- [Consegna]:
Prosegui, per favore, la ricetta della Pupa abruzzese riprendendo subito dopo la sua ultima riga.

- [Brano da leggere]:
##########

Per anni nella mia famiglia sono stati il simbolo di un modo di cucinare bacucco, desueto e un po’ ottuso. Poi qualche anno fa ho deciso che potevo superare il mio ricordo traumatico e dare loro una seconda possibilità… Ricetta moderna, e golosa però. E soprattutto quantità moderate. Rimangono un biscotto. Ma almeno sono commestibili anche oltre al tazzone del latte per la colazione! 😉
PUPA ABRUZZESE
(dose per 2 Pupe da 30 cm circa)
Ingredienti:
100 g mandorle
150 g zucchero
300 g farina 00
2 uova
30 g burro
8 g lievito chimico per dolci
50 ml latte intero
50 ml olio di arachidi
-Per decorare: codette colorate di zucchero, cuoricini di cioccolato, glassa di zucchero a velo e acqua.

##########

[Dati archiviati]
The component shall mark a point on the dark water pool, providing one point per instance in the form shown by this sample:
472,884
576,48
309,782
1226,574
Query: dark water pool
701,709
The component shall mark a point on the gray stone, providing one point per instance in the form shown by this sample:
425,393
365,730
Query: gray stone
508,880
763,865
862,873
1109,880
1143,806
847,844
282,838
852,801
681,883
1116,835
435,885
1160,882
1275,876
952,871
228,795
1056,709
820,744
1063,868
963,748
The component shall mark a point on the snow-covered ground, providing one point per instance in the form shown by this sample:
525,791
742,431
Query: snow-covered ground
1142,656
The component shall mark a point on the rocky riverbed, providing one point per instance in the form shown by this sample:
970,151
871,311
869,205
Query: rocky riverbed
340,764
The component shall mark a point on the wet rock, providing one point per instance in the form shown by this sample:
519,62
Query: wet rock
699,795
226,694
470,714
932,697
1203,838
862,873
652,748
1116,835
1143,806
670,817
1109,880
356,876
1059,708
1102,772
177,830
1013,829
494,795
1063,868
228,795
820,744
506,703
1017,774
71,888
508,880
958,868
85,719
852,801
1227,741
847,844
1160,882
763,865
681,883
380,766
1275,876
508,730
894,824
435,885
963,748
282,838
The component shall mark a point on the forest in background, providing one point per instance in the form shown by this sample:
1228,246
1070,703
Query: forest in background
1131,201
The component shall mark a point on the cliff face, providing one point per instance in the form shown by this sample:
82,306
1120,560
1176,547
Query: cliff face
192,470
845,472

##########

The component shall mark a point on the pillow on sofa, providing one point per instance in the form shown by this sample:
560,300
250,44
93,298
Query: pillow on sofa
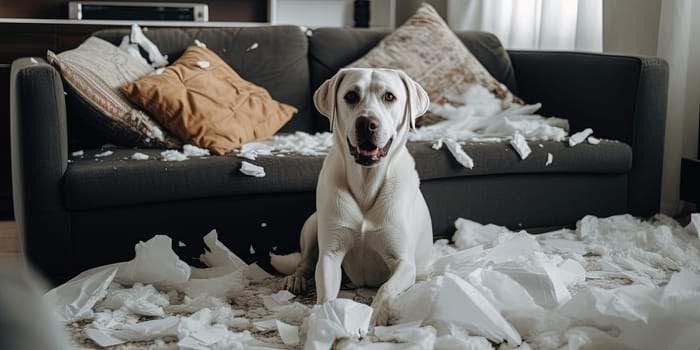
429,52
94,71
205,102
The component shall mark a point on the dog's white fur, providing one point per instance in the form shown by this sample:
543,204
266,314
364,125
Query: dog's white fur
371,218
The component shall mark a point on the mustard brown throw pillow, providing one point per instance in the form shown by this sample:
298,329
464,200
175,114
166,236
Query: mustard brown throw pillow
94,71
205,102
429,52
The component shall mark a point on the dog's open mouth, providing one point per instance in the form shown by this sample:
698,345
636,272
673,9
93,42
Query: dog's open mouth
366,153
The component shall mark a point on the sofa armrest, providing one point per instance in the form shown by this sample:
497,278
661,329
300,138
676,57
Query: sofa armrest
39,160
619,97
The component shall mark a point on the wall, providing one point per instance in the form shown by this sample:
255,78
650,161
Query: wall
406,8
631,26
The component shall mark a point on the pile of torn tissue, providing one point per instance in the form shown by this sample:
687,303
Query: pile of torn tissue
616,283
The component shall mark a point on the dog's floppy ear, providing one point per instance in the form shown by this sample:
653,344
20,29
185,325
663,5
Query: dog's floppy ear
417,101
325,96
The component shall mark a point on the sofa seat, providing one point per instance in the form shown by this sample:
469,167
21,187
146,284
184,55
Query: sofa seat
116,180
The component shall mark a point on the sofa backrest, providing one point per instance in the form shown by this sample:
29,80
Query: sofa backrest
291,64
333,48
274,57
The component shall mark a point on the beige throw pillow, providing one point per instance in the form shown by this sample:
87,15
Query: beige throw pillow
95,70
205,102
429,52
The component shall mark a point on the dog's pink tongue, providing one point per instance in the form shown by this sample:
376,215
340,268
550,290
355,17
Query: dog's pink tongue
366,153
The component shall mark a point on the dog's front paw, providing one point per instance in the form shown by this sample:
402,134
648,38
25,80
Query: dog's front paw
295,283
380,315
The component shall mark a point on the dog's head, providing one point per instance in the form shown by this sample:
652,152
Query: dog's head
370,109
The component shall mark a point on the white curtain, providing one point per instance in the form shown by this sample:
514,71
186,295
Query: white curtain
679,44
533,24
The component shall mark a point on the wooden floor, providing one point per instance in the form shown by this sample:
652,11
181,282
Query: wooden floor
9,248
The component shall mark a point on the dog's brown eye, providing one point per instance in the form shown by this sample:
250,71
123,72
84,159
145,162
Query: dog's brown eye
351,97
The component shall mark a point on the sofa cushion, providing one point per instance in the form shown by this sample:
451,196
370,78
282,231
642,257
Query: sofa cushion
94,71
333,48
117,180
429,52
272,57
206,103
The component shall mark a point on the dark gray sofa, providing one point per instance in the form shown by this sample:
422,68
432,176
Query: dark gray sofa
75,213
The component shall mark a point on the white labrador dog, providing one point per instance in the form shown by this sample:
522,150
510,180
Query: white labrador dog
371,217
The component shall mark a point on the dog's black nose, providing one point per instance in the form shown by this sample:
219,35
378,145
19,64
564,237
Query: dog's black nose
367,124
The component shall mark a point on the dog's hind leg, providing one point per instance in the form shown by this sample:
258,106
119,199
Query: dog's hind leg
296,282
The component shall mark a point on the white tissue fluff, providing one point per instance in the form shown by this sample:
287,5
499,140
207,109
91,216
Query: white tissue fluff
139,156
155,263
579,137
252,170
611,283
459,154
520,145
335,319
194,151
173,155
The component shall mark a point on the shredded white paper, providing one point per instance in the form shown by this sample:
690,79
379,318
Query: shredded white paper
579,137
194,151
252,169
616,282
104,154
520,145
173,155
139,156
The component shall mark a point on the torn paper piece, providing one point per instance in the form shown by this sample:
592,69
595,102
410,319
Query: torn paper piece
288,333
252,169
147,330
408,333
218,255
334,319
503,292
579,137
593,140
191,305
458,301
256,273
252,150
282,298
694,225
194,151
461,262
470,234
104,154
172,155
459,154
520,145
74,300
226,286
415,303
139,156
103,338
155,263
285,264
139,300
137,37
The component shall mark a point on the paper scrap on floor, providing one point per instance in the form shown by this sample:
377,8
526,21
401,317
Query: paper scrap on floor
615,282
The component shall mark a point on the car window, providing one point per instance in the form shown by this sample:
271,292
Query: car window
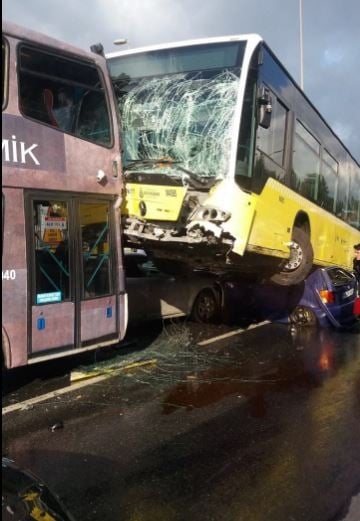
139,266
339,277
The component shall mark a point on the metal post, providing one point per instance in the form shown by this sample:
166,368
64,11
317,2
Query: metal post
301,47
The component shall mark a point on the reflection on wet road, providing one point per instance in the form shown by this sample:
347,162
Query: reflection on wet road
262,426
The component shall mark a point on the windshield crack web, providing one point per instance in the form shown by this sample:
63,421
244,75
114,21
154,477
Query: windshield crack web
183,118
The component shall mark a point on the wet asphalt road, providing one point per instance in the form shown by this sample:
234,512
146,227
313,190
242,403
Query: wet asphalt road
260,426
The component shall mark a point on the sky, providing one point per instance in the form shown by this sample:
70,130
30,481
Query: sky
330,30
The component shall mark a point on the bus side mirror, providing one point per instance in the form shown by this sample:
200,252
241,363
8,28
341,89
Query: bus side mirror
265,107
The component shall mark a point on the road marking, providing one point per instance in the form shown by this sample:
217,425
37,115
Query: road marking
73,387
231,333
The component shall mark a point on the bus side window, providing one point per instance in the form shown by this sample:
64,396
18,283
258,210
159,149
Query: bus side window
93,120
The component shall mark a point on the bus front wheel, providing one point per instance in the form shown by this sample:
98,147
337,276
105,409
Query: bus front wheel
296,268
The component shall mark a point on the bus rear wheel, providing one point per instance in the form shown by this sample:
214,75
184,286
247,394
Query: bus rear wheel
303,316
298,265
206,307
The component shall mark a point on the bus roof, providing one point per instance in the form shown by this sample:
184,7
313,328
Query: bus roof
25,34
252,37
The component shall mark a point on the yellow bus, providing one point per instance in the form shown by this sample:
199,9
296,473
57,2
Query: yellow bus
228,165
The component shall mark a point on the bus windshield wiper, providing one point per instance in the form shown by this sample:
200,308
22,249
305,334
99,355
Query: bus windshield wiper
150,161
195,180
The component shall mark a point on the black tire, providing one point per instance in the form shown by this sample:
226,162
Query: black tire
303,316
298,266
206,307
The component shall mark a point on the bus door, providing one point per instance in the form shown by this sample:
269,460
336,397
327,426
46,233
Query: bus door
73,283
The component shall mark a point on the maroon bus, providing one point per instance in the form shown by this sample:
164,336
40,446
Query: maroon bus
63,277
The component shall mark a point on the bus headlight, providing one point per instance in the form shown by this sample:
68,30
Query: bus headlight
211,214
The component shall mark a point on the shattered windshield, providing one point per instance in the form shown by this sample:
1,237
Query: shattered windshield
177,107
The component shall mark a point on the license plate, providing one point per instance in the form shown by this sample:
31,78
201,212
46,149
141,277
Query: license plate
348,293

##########

- [Risposta scritta]:
N.B: la pupa deve avere la forma di una conca (il contenitore di rame con cui le donne andavano a prendere l’acqua alla fonte): le braccia appoggiate alla vita e i fianchi larghi, un seno abbondante e prosperoso. Io trovo più pratico disegnare la forma della Pupa a mano libera su un foglio A4, ritagliarlo, e poi appoggiarlo sulla sfoglia di pasta per avere una guida. In Abruzzo si trovano delle teglie di latta con queste apposite forme, ma la versione che ho fatto io è quella più semplice e sottile. Non è un prodotto di fine pasticceria, per cui deve conservare una sorta di infantile stilizzazione nei tratti e nelle forme.
In alcune famiglie si usa appoggiare un uovo sodo sul grembiule della Pupa, e poi ingabbiarlo in una croce di frolla come simbolo di rinascita e resurrezione. Sembra inoltre che pupa e cavallo venissero usati anticamente anche per sancire i fidanzamenti: quando cioè le giovani coppie si presentavano pubblicamente alle rispettive famiglie in vista del matrimonio era abitudine scambiarsi anche questi dolci.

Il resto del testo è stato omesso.